What is being asked:
Carry on the passage below about Berryhill's service as Acting Commissioner of the SSA, starting right after its final sentence.

Supplied passage:
In December 2016, President Barack Obama issued a memorandum providing an order of succession within the SSA that listed the Deputy Commissioner of Operations (“DCO”) as first in line to serve as Acting Commissioner in the case of vacancies in the positions of Commissioner and Deputy Commissioner. See “Memorandum Providing an Order of Succession Within the Social Security Administration,” 81 Fed.Reg. 96337, 2016 WL 7487744 (Dec. 23, 2016) (“Succession Memo”). On January 20, 2017, Donald Trump assumed the Presidency, then-Acting Commissioner Carolyn Colvin resigned, and then-DCO Berryhill began serving as Acting Commissioner pursuant to the Succession Memo, as the offices of Commissioner and Deputy Commissioner remained vacant. See GAO Notice, at 1. On March 6, 2018, the GAO Notice reported that, pursuant to Section 3346(a)(1) of the FVRA, Berryhill's service as Acting Commissioner had expired on November 16, 2017. See GAO Notice, at 2. Following the GAO Notice, Berryhill stepped down as Acting Commissioner, but continued to lead the SSA as DCO. See Patterson v. Berryhill, No. 2:18CV193, 2018 WL 8367459, at *1 (W.D. Pa. June 14, 2018) (unpublished). On April 17, 2018, President Trump nominated Andrew Saul to the position of Commissioner of the SSA, an action which the SSA interpreted as permitting Berryhill to resume serving as Acting Commissioner as of that date under Section 3346(a)(2) of the FVRA, the so-called “springback” provision. See Reuter v. Saul, No. 19CV2053, 2020 WL 7222109, at *15 n.11 (N.D. Iowa May 29, 2020) (unpublished) (internal quotation marks omitted), recommendation adopted, 2020 WL 6161405 (N.D. Iowa Oct. 21, 2020) (unpublished).

Dataset excerpts on object pointing:
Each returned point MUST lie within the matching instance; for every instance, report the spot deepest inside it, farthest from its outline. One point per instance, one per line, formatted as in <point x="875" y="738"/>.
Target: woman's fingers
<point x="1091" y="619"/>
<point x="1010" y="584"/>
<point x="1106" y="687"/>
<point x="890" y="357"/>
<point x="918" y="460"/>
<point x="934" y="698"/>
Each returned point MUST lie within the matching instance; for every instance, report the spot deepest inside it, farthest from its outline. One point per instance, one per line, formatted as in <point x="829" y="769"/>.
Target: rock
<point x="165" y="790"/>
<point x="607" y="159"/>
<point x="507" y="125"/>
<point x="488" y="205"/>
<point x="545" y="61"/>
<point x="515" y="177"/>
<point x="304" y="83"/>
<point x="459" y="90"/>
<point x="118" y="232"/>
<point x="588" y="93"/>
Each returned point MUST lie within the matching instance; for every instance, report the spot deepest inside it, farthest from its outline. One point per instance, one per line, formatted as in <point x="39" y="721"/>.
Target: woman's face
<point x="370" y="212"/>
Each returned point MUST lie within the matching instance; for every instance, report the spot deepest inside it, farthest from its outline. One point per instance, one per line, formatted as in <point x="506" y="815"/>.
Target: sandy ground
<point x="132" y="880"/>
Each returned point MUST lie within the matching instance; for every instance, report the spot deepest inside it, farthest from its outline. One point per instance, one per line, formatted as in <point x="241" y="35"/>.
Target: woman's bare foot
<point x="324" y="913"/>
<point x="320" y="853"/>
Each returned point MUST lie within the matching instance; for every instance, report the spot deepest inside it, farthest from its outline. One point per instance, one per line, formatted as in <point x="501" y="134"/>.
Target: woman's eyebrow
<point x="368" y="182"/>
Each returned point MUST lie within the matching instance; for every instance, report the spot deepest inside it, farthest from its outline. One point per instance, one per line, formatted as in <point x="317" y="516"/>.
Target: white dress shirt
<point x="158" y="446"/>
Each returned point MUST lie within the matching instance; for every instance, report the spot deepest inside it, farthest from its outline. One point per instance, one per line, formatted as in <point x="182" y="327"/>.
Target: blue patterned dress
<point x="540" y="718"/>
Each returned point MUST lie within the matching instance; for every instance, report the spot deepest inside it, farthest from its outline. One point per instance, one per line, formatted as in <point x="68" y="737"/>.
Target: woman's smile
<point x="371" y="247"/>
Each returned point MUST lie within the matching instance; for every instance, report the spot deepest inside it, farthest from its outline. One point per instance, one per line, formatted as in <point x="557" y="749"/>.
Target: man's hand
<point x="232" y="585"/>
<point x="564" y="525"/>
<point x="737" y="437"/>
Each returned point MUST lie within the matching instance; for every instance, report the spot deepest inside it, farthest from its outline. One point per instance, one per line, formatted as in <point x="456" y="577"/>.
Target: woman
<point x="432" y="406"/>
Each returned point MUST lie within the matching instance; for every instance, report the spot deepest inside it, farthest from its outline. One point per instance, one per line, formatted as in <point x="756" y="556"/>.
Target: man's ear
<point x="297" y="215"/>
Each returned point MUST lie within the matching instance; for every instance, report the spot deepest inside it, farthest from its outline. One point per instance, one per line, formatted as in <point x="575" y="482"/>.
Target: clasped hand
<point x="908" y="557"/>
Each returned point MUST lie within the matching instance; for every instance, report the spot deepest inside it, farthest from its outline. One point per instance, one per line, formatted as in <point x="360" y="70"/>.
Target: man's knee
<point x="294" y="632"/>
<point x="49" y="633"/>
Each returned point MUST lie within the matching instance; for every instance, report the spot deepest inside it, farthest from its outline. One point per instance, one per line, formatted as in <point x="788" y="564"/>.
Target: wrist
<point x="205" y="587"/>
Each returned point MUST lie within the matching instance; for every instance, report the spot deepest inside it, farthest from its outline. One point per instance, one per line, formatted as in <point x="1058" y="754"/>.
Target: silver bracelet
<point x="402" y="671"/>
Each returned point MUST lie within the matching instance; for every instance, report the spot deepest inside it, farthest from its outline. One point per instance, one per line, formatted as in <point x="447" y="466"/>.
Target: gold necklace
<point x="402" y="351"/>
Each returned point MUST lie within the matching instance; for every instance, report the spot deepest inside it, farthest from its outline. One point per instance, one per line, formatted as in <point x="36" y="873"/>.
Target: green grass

Result:
The FVRA added 90 days to the 210-day time limit for Berryhill to serve, because the Commissioner of SSA's vacancy began on President Trump's “transitional inauguration day” (January 20, 2017). 5 U.S.C. § 3349a(b)(1). Thus, November 16, 2017, constituted the 300th day after the January 20th inauguration.

On June 21, 2018, the United States Supreme Court issued Lucia, which held, based on its prior case Freytag v. Comm'r of Int. Rev., 501 U.S. 868 (1991), that the SEC's ALJs qualified as “inferior Officers” subject to the Appointments Clause rather than federal employees, because they “h[e]ld a continuing office established by law” and “exercise[d] . . . significant discretion when carrying out . . . important functions.” Lucia, 138 S.Ct. at 2053 (internal quotation marks omitted). Because the SEC ALJ who decided the plaintiff's case lacked “the kind of appointment the [Appointments] Clause requires,” i.e., appointment by the “President alone,” “the Courts of Law,” or “the Heads of Departments,” U.S. Const. Art. II, § 2, cl. 2, the Supreme Court “held that the appropriate remedy for an adjudication tainted with an appointments violation [wa]s a new hearing before a [different,] properly appointed official.” Lucia, 138 S.Ct. at 2055 (internal quotation marks omitted).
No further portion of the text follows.